---- QUOTED PASSAGE
Syracuse, N.Y. -- Syracuse’s biggest hospitals are doing a good job of slowing the revolving door of unnecessary patient readmissions, which are costly and can be a sign of poor care, according to a report issued today. The new edition of the New York State Hospital Report Card contains readmission rates for every hospital in the state. The report card...
Syracuse, N.Y. -- Syracuse’s biggest hospitals are doing a good job of slowing the revolving door of unnecessary patient readmissions, which are costly and can be a sign of poor care, according to a report issued today.
The new edition of the New York State Hospital Report Card contains readmission rates for every hospital in the state. The report card also grades hospitals on death rates for certain procedures and conditions, complications, patient satisfaction and other quality indicators.
--------
---- EXERCISE DATA
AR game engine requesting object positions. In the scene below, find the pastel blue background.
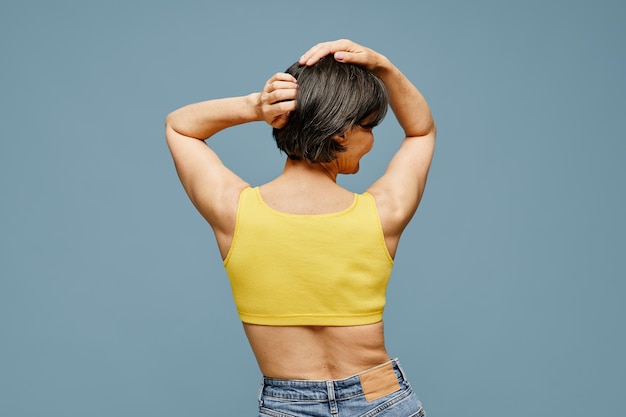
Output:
[0,0,626,417]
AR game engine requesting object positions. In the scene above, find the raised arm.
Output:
[165,73,297,255]
[300,39,436,252]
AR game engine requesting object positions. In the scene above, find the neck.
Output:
[282,158,339,183]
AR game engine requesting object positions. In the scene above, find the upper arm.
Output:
[165,123,248,234]
[368,125,436,240]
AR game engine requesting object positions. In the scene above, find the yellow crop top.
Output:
[224,187,393,326]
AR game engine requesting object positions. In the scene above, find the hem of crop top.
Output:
[238,310,383,327]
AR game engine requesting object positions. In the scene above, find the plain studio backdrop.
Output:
[0,0,626,417]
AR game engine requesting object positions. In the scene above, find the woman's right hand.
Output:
[256,72,298,129]
[298,39,390,73]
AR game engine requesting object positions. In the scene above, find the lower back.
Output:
[244,322,389,380]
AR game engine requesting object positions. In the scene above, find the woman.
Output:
[166,40,435,417]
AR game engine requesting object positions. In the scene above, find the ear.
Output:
[332,133,346,146]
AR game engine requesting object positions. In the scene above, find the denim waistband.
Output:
[259,358,406,401]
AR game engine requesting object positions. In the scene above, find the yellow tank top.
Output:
[224,187,393,326]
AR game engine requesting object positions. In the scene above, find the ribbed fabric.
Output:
[224,187,393,326]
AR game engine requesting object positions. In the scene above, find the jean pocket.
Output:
[361,388,426,417]
[259,407,298,417]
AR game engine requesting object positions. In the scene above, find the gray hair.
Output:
[273,55,389,163]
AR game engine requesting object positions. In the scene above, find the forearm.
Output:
[374,58,435,137]
[166,93,263,140]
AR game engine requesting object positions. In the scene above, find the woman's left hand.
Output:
[257,72,298,129]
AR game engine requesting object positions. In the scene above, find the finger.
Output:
[267,89,298,104]
[267,72,297,83]
[265,81,298,93]
[298,39,358,65]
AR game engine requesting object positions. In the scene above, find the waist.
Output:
[260,359,408,401]
[243,322,389,380]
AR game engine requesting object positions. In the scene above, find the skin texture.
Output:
[166,39,436,379]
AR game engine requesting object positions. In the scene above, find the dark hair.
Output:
[273,55,389,163]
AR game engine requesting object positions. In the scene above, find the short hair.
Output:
[273,55,389,163]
--------
• _EXERCISE OBJECTIVE_:
Answer these questions from the article on Syracuse hospital readmissions:
1. What two things does the article say unnecessary patient readmissions can be?
2. What does the new edition of the New York State Hospital Report Card contain for every hospital in the state?
3. Besides readmissions, what does the report card grade hospitals on?

• _ANSWER TO THIS EXERCISE_:
1. They are costly and can be a sign of poor care.
2. Readmission rates.
3. Death rates for certain procedures and conditions, complications, patient satisfaction and other quality indicators.